ACTION ITEM
Write out the records below word for word, please.

Collected data entries

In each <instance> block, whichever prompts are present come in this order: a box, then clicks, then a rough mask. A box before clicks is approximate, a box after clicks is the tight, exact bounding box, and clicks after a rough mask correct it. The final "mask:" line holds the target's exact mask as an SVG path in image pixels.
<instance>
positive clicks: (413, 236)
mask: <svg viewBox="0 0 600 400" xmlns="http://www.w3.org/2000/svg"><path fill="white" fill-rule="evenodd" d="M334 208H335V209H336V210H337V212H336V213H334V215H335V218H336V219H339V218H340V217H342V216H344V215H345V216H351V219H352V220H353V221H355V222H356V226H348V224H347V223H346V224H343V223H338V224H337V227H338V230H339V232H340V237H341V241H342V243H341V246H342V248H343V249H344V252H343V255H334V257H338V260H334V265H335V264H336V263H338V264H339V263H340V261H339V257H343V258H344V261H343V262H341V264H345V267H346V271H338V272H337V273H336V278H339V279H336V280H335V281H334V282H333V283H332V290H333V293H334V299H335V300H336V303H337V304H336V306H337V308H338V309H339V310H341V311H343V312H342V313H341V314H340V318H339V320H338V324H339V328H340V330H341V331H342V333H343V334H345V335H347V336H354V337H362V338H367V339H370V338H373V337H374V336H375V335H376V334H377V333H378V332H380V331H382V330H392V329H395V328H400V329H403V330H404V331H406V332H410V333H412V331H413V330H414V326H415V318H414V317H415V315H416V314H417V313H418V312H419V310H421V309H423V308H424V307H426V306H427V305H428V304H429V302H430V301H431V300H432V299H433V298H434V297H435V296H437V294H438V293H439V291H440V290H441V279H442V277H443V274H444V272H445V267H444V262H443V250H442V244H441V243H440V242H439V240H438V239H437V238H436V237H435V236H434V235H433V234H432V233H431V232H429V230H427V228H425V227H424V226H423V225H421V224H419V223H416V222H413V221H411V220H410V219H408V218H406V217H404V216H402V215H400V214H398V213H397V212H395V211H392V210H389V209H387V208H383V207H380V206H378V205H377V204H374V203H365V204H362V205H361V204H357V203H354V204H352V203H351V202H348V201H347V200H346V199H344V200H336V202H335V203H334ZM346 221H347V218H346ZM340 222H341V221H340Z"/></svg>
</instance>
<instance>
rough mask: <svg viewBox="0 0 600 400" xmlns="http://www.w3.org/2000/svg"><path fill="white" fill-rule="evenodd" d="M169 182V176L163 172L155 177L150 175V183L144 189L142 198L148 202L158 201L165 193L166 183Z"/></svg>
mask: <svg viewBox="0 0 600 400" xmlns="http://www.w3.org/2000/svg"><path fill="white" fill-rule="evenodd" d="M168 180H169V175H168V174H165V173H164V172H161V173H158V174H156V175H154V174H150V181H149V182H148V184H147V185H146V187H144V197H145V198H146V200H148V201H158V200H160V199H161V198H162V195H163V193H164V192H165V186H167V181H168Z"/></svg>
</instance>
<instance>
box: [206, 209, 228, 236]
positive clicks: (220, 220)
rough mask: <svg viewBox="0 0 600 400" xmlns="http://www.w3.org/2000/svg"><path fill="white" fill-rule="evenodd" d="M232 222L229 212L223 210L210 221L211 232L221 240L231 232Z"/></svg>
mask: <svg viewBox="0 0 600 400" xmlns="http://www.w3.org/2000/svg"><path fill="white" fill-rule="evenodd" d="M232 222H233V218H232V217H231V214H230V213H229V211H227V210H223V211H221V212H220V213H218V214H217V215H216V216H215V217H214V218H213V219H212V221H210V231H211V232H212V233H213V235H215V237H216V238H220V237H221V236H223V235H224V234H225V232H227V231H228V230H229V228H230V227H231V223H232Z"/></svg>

RESPONSE TO THIS EXERCISE
In each <instance> block, whichever prompts are present come in this order: a box, then clicks, then a rough mask. A box before clicks is approximate, a box after clicks is the tight, exact bounding box, and clicks after a rough mask correct it. The final "mask:" line holds the target's exact mask as an SVG path in image pixels.
<instance>
positive clicks: (413, 236)
mask: <svg viewBox="0 0 600 400" xmlns="http://www.w3.org/2000/svg"><path fill="white" fill-rule="evenodd" d="M334 208H335V209H336V210H337V212H336V213H334V215H335V218H336V219H339V218H340V217H342V216H344V215H345V216H351V219H352V220H353V221H355V222H356V226H348V224H347V223H346V224H343V223H338V224H337V227H338V230H339V232H340V237H341V241H342V243H341V246H342V248H343V249H344V252H343V255H334V257H338V260H334V265H335V264H336V263H338V264H339V263H340V261H339V257H343V258H344V261H343V262H341V264H345V267H346V271H338V272H337V273H336V278H339V279H336V280H335V281H334V282H333V283H332V290H333V293H334V299H335V300H336V303H337V304H336V306H337V308H338V309H339V310H341V311H343V312H342V313H341V314H340V318H339V320H338V324H339V328H340V330H341V331H342V333H343V334H345V335H347V336H354V337H362V338H367V339H370V338H373V337H374V336H375V335H376V334H377V333H378V332H380V331H382V330H392V329H395V328H400V329H403V330H404V331H406V332H410V333H412V331H413V330H414V326H415V318H414V317H415V315H416V314H417V313H418V312H419V310H421V309H423V308H424V307H426V306H427V305H428V304H429V302H430V301H431V300H432V299H433V298H434V297H435V296H437V294H438V293H439V291H440V290H441V279H442V277H443V274H444V272H445V267H444V262H443V250H442V244H441V243H440V242H439V240H438V239H437V238H436V237H435V236H434V235H433V234H432V233H431V232H429V230H427V228H425V227H424V226H423V225H421V224H419V223H416V222H413V221H411V220H410V219H408V218H406V217H404V216H402V215H400V214H398V213H397V212H395V211H392V210H389V209H387V208H383V207H380V206H378V205H377V204H374V203H365V204H362V205H361V204H357V203H354V204H352V203H351V202H348V201H347V200H346V199H344V200H336V202H335V203H334ZM346 221H347V218H346ZM340 222H341V221H340Z"/></svg>
</instance>
<instance>
rough mask: <svg viewBox="0 0 600 400" xmlns="http://www.w3.org/2000/svg"><path fill="white" fill-rule="evenodd" d="M169 182V176L163 172L155 177L150 175V183L144 189L142 198L148 202L158 201L165 193L166 183Z"/></svg>
mask: <svg viewBox="0 0 600 400" xmlns="http://www.w3.org/2000/svg"><path fill="white" fill-rule="evenodd" d="M168 180H169V175H168V174H165V173H164V172H161V173H158V174H156V175H154V174H150V181H149V182H148V184H147V185H146V187H144V197H145V198H146V200H148V201H158V200H160V199H161V198H162V195H163V193H164V192H165V186H167V181H168Z"/></svg>
</instance>
<instance>
box: [206, 209, 228, 236]
positive clicks: (220, 220)
rough mask: <svg viewBox="0 0 600 400" xmlns="http://www.w3.org/2000/svg"><path fill="white" fill-rule="evenodd" d="M232 222L229 212L223 210L210 221L211 232L221 240L231 232Z"/></svg>
mask: <svg viewBox="0 0 600 400" xmlns="http://www.w3.org/2000/svg"><path fill="white" fill-rule="evenodd" d="M232 222H233V218H232V217H231V214H230V213H229V211H227V210H223V211H221V212H220V213H218V214H217V215H216V216H215V217H214V218H213V219H212V221H210V231H211V232H212V233H213V235H215V237H216V238H220V237H221V236H223V235H224V234H225V232H227V231H228V230H229V228H230V227H231V223H232Z"/></svg>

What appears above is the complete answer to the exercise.